§ **Document text**
Monday, April 16, 2007

Sin

Many scientific articles are forgettable and should had never been published. I am one of the many culprits. Even if I have written only a few articles in 22 years of research, there is not a single article I am proud of. There is a single article, instead, I should be extremely ashamed of:

A new criterion for automatic phase correction of high-resolution NMR spectra which does not require isolated or symmetrical lines

J. Magn. Reson., Ser. A - 1994, vol. 110, pp. 19-25

It correctly describes a method (called ZOE) that, unfortunately, doesn't work at all. This is what happened. After successfully testing my new ZOE on the only 1-H spectrum I had on my computer, I was so eager to publish the method that I performed no other test. You should know that in those years it was extremely painful to transfer a spectrum, especially from an old spectrometer like mine (I had set up a method to send it through the parallel printer port of the Gemini into the modem port of a Mac Plus). After having submitted the article, I had the opportunity to transfer more spectra and was disappointed by the failure of my ZOE method when applied to a large sample of spectra. It was not even the case of trying to improve it. It just doesn't work. I was so disappointed that I didn't even care about withdrawing the article. During the submission time I could think about it. I was publishing so little in my career and I didn't want to renounce to a single chance. I did just nothing and kept the secret for myself. The article was approved (without modifications!) and never demolished afterwards. I do hope that nobody else wasted her time trying to rewrite the algorithm and test it...

§ **Source material**
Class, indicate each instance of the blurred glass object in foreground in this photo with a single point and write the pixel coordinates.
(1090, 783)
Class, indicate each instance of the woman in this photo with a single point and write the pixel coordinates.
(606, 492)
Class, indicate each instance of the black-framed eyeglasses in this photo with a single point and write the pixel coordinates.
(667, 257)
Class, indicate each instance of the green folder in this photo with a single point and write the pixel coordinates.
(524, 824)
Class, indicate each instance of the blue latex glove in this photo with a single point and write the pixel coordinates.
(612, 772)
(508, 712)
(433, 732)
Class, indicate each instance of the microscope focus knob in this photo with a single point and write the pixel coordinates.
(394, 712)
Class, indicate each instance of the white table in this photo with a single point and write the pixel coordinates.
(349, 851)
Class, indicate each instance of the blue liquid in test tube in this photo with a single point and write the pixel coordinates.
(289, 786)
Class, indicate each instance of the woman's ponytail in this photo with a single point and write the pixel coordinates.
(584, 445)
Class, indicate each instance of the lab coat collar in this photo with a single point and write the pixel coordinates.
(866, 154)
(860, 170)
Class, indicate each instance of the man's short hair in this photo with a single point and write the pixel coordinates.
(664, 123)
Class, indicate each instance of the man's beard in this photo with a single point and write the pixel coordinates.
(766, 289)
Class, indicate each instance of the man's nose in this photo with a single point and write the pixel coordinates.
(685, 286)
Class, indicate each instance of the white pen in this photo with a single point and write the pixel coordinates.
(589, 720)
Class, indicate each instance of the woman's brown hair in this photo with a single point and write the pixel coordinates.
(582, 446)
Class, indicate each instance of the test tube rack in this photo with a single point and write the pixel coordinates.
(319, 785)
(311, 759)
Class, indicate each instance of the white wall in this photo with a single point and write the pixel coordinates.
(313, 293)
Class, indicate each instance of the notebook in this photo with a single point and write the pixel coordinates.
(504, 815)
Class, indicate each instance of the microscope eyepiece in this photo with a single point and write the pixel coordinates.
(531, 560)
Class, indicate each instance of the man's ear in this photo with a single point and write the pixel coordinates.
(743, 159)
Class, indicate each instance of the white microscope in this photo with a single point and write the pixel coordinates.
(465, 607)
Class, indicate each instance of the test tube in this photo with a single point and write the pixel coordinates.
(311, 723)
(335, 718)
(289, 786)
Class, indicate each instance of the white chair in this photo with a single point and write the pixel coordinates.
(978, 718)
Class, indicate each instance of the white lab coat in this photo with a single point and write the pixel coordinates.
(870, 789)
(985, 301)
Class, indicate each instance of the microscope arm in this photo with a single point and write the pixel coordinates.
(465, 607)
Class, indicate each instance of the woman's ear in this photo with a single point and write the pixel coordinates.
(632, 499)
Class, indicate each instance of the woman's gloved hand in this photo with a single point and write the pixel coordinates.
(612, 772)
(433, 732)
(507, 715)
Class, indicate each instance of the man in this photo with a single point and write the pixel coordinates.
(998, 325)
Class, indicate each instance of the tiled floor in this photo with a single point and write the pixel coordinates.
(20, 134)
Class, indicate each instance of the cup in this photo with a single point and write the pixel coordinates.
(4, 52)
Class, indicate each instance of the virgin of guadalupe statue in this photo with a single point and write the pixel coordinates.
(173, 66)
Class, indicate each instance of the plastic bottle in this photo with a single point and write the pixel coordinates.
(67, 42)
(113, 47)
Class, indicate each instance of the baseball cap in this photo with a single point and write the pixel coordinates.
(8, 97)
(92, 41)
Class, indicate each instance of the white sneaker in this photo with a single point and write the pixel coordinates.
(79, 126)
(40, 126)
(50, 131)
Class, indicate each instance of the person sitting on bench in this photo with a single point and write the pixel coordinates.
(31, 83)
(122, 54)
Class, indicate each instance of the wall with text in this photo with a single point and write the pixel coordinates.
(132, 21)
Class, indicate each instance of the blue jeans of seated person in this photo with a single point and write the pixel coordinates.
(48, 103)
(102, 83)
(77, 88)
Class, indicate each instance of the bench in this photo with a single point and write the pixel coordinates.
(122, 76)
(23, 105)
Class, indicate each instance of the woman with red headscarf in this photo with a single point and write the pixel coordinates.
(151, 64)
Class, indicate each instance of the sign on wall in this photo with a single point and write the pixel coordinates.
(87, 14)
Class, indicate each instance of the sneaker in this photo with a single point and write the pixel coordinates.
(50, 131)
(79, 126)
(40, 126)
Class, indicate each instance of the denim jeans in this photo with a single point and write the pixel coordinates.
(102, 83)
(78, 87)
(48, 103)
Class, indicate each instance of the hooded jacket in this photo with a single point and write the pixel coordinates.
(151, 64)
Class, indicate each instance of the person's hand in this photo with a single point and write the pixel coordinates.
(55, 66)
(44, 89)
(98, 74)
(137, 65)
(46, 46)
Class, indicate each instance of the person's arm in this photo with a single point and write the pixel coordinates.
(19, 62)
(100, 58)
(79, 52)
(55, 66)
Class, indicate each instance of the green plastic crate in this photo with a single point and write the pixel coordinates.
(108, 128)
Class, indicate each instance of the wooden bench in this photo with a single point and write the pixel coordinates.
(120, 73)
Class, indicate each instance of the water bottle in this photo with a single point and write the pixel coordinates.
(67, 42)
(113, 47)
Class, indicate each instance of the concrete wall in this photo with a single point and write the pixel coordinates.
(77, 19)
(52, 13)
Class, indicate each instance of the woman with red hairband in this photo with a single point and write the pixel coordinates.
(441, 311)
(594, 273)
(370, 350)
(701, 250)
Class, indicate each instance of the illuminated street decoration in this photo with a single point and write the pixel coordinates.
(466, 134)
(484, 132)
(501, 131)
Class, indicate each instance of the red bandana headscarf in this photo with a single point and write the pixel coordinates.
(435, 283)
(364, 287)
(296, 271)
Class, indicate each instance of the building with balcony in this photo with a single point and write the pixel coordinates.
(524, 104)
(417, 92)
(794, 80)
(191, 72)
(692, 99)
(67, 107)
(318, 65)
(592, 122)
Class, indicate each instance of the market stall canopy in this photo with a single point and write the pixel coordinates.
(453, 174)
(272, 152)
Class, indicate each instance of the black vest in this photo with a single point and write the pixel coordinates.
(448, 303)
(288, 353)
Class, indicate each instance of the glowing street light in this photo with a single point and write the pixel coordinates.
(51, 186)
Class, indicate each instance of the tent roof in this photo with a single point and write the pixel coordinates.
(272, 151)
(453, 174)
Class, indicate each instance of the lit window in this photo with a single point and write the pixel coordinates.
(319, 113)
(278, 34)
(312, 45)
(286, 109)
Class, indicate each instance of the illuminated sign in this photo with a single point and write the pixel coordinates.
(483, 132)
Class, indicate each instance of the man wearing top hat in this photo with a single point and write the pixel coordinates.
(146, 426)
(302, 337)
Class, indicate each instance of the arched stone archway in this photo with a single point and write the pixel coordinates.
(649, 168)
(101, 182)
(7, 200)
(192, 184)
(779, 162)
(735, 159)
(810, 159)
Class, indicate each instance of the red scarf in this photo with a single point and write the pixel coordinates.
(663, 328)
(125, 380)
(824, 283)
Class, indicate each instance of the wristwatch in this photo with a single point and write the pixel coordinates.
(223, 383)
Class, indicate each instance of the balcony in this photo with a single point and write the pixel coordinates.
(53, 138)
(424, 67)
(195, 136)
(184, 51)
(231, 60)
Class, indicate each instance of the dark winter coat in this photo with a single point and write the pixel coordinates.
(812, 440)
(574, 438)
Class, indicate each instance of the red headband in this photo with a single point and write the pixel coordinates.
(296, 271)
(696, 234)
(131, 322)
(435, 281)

§ **What to do**
Extend the blog post about the failed NMR phase-correction method, picking up right after its last sentence.

§ **Your response**
You shouldn't be surprised, because the literature abounds of such articles that claim to have found the (ultimate/definitive/astonishing...) solution for automatic phase correction and they never work. It's not dramatic because many chemists can't even notice a phase error as large as 5 degrees, at least in 1D spectroscopy. When I published iNMR 1.0 back in the beginning of 2006, a blogger had the bad idea of writing a review on it. The sad thing of the review was that contained a picture of a spectrum, and it was (to my eyes) terribly out of phase. I wrote to the author of the review: "I don't expect the average chemist to be a wizard in automatic phase correction, but I expect such a thing from a serious reviewer). Daniel Kaesmair removed the review from the web (but you can still find an older one related to iNMR 0.0).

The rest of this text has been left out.